(TEXT BLOCK):
◇ ◇ ◇ ◇
Prodigal Summer by Barbara Kingsolver
I read Kingsolver’s epic, The Poisonwood Bible, around the time it first came out (summer of 2000, I think). I recall that it was a good read, but I certainly didn’t have that “best. book. ever!” response that so many people seemed to have at the time. Then there was the time that someone told me a writing prompt response I wrote sounded like Prodigal Summer (having now read PS, I don’t see the connection). That was years ago too. I guess I wasn’t enthralled enough with TPB to immediately seek out PS upon hearing this comment, but I did remember it when I saw the book on the shelf at The Bookshop last summer. And then it sat on my shelf for a year…
But when I finally picked it up, I read it in a couple days; it was a quick read. I think I liked it better than TPB. I say I think because TPB is a bit vague for me, plotwise, but going on gut reaction. PS immediately hooked me in a way that TPB didn’t. I read it in big gulps. And it was funny, reading PS right after writing this:
because PS is the type of book that makes me happy that I majored in biology. You know, because a degree in something other than writing/English gives me something to write about. Also, it makes for quirky cocktail conversation. Like so:
Acquaintance: What’s your undergrad in?
◇ ◇ ◇ ◇
(EXTRACTED MATERIAL):
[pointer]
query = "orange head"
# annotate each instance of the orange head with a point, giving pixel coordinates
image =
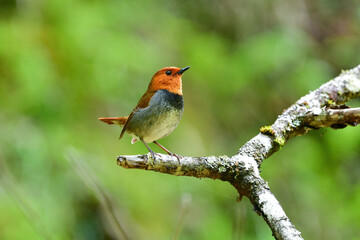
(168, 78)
◇ ◇ ◇ ◇
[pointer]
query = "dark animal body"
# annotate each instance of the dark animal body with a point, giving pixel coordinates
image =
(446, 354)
◇ ◇ ◇ ◇
(BRIEF A):
Answer these questions about the Prodigal Summer blog post:
(i) Around when did the writer read The Poisonwood Bible?
(ii) Where did the writer see Prodigal Summer on the shelf, and when?
(iii) What did the writer major in?
(BRIEF B):
Write the next part of the Prodigal Summer blog post, starting after its final line.

(TASK ANSWER A):
(i) Around the time it first came out, which the writer thinks was the summer of 2000.
(ii) At The Bookshop, last summer.
(iii) Biology.

(TASK ANSWER B):
Me: Biology.
Acquaintance: !!!
Or, alternatively: Me too! (Yes, apparently I am not alone in my weirdness.)
But I digress. PS starts out as three separate stories, but as the book progresses, we find out that all three are more or less connected. In Predators, we meet Deanna, who has parlayed her master’s degree into a job for the Forest Service (essentially discouraging hunters from poaching wildlife). In Moth Love, we have Lusa, who gave up her postdoctoral grant to marry tobacco farmer Cole and is struggling to adjust to life as an outsider in a small community. And finally, in Old Chestnuts, we have retired schoolteacher Garnett and his neighbor/nemesis Nannie. Deanna’s thing is coyotes, Lusa loves moths, Garnett’s trying to revive the American chestnut, and Nannie grows organic apples.
The book is all about sex, not in the porn sense, but in the cycle-of-life sense. The story functions as a polemic for Kingsolver. Characters frequently launch into long “as you know, Bob” monologues on the evils of hunting or pesticides or tobacco farming. If you’re a left-coasty granola (*cough*), this is pretty standard stuff, but where the story’s set (Appalachia), her views are probably less de rigueur.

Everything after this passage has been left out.